Exercise aim: Can you copy the data below line for line, with no changes, while leaving the pictures out?

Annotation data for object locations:
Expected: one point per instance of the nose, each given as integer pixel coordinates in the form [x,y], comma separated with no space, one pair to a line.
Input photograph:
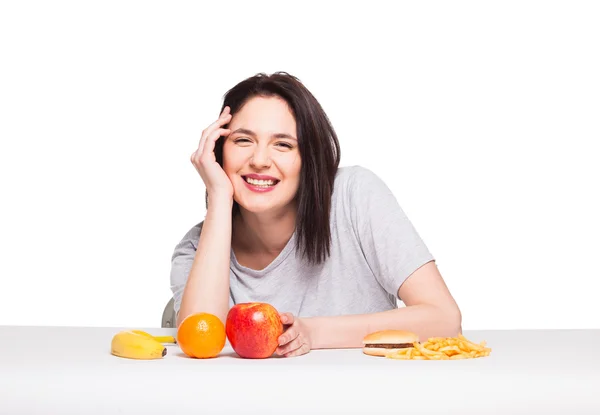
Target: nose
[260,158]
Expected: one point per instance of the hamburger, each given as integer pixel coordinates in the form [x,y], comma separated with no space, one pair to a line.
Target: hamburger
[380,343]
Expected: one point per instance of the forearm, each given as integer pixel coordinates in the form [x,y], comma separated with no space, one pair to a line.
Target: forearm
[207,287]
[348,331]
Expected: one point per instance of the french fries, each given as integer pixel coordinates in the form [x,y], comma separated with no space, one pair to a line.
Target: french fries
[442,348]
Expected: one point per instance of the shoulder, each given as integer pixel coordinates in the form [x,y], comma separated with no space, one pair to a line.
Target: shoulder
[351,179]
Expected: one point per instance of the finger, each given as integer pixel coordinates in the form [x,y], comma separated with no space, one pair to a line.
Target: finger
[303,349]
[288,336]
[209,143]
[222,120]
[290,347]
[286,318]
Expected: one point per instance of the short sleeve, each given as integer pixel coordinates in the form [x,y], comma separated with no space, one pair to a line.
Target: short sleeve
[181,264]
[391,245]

The output:
Expected: one point per instance of the nose, each given as integer pixel coordinates in the form [x,y], comma separated with no space, one pair to a line.
Input photograph:
Target: nose
[260,158]
Expected: one point per instance of the hamburger, each given as integer pixel coordinates in the form [x,y], comma separated with no space, one pair to a line.
Target: hamburger
[380,343]
Expected: one point per instance of the forearm, each given as integer pixel coordinates in the form [x,y], comma separated with no space, one pair to a line.
Target: forearm
[207,287]
[348,331]
Expected: one point per instance of the french fries, each given as integer pixel coordinates in the form [x,y], comma separated with no space, one pair to a line.
Target: french fries
[442,348]
Expected: one point per instance of the shoulder, each given as integer pixel coordinates in the form [x,y], comma separated with no space, one pair to a line.
Target: shoulder
[351,179]
Expected: one point per instance of the finger, each given as integer pixel coordinates in the form [x,y], comma separated with no space, one pair to a line.
Target: finger
[303,349]
[288,336]
[209,143]
[222,120]
[290,347]
[286,318]
Expected: one point per instance of the short sleeve, each given as integer pixel coordinates in the form [x,y], comma separated with no space, one pair to a line.
Target: short sleeve
[181,264]
[391,245]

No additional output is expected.